## Texte d'étude:
Selon les juges, les associés « sont soumis à l'impôt sur le revenu à concurrence de leur quote-part des bénéfices de la société indépendamment de la répartition de ces bénéfices et sans qu'aient d'incidence à cet égard les modalités de calcul du résultat que la société était statutairement tenue de déterminer à seule fin d'information de ces mêmes associés ».
La holding animatrice, le feuilleton de l’année
La notion de holding animatrice et la détermination de ses contours ont rythmé l’année 2022. Son incidence est de taille puisqu’elle détermine notamment l’éligibilité des titres de la holding au dispositif Dutreil. En mai, la Cour de cassation statuait sur la condition de l’activité éligible et sur son appréciation dans le temps (Cass. com. 25 mai 2022, n° 19-25.513). Elle a ainsi jugé qu’une holding animatrice qui cesse d’exercer de manière prépondérante son activité éligible après la transmission à titre gratuit de ses titres ne devait pas entraîner la remise en cause du régime de faveur. « Cette interprétation strictement littérale de la loi s’éloigne toutefois de l’intention réelle du législateur à laquelle la Cour de cassation aurait pu davantage se référer », estime Jérôme Commerçon.
Le législateur n’a pas tardé à réagir, en modifiant l’article 787 B, c bis du CGI dans la loi n° 2022-1157 du 16 août 2022 de Finances rectificative : « La condition d'exercice d'une activité éligible doit être remplie à compter de l'engagement [collectif] de conservation et jusqu'au terme de l'engagement [individuel] de conservation. » Cette nouvelle condition s'applique aux transmissions réalisées depuis le 18 juillet 2022. « Son application est toutefois rétroactive puisqu’elle est susceptible de s’appliquer aux transmissions réalisées avant cette date sous réserve que l'un des engagements soit toujours en cours (collectif, unilatéral ou individuel) et que la société exploitante n'ait pas cessé d'exercer une activité éligible, ce qui pose néanmoins la question de sa constitutionnalité, soulève l’avocat. En attendant, il est conseillé aux sociétés potentiellement concernées de s’adapter. Elles sont invitées à réinvestir le cash issu de la vente de leur filiale dans une activité existante ou d’acquérir des participations dans une société qu’elles pourraient animer, sans provoquer de rupture dans l’exercice d’une activité éligible. »

## Consigne 1:
Dans le texte sur la holding animatrice, pourquoi l'avocat juge-t-il rétroactive l'application de la nouvelle condition d'exercice d'une activité éligible ?
## Consigne 2:
Pouvez-vous reprendre le texte sur la holding animatrice après sa dernière phrase et le prolonger ?

## Lignes extraites:
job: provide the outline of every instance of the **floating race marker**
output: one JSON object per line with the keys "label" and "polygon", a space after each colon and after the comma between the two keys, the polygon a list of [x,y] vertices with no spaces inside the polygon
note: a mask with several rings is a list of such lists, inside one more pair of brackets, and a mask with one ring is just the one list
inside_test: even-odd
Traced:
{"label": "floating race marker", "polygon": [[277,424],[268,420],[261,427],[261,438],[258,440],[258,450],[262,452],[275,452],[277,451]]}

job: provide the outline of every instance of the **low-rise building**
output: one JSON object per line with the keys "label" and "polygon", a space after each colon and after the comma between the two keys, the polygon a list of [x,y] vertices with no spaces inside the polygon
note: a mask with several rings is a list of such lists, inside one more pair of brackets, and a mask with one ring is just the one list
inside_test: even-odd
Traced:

## Réponse attendue 1:
Parce qu'elle est susceptible de s'appliquer aux transmissions réalisées avant le 18 juillet 2022. Il faut pour cela que l'un des engagements (collectif, unilatéral ou individuel) soit toujours en cours et que la société exploitante n'ait pas cessé d'exercer une activité éligible.

## Réponse attendue 2:
Sur le plan pratique, les cours d’appel ont poursuivi leur analyse de l’animation à l’épreuve des éléments factuels (voir notamment CA Paris, 5 septembre 2022 en matière d’ISF, n° 21/08463 et CA Paris, 24 octobre 2022,
n° 21/00555 en matière de pacte Dutreil).
JURIDIQUE
Des sujets forts sur le haut de la pile
A l’évidence, l’année 2022 aura été riche en actualités juridiques dans l’univers du patrimoine. Parmi les mesures phares, retenons tout d’abord l’obligation faite aux distributeurs de prendre en compte les préférences ESG (environnement, social, gouvernance) des investisseurs et d’affiner le profil client en fonction de ses appétences en matière de durabilité. Un poids s’ajoute ainsi sur la traditionnelle balance appétence au risque et connaissances. Depuis le 2 août, les intermédiaires doivent étoffer leur questionnaire d’ESG et, ce faisant, proposer des fonds prenant en compte le degré d'alignement avec la taxonomie souhaité, de même que la proportion d'actifs durables ou la prise en compte des incidences négatives de l'investissement. L'obligation est aussi bien valable pour les produits financiers, par le biais d'un acte délégué de la directive concernant les marchés d'instruments financiers (MIF 2), qu'assurantiels, avec un autre pour la directive sur la distribution d'assurance (DDA).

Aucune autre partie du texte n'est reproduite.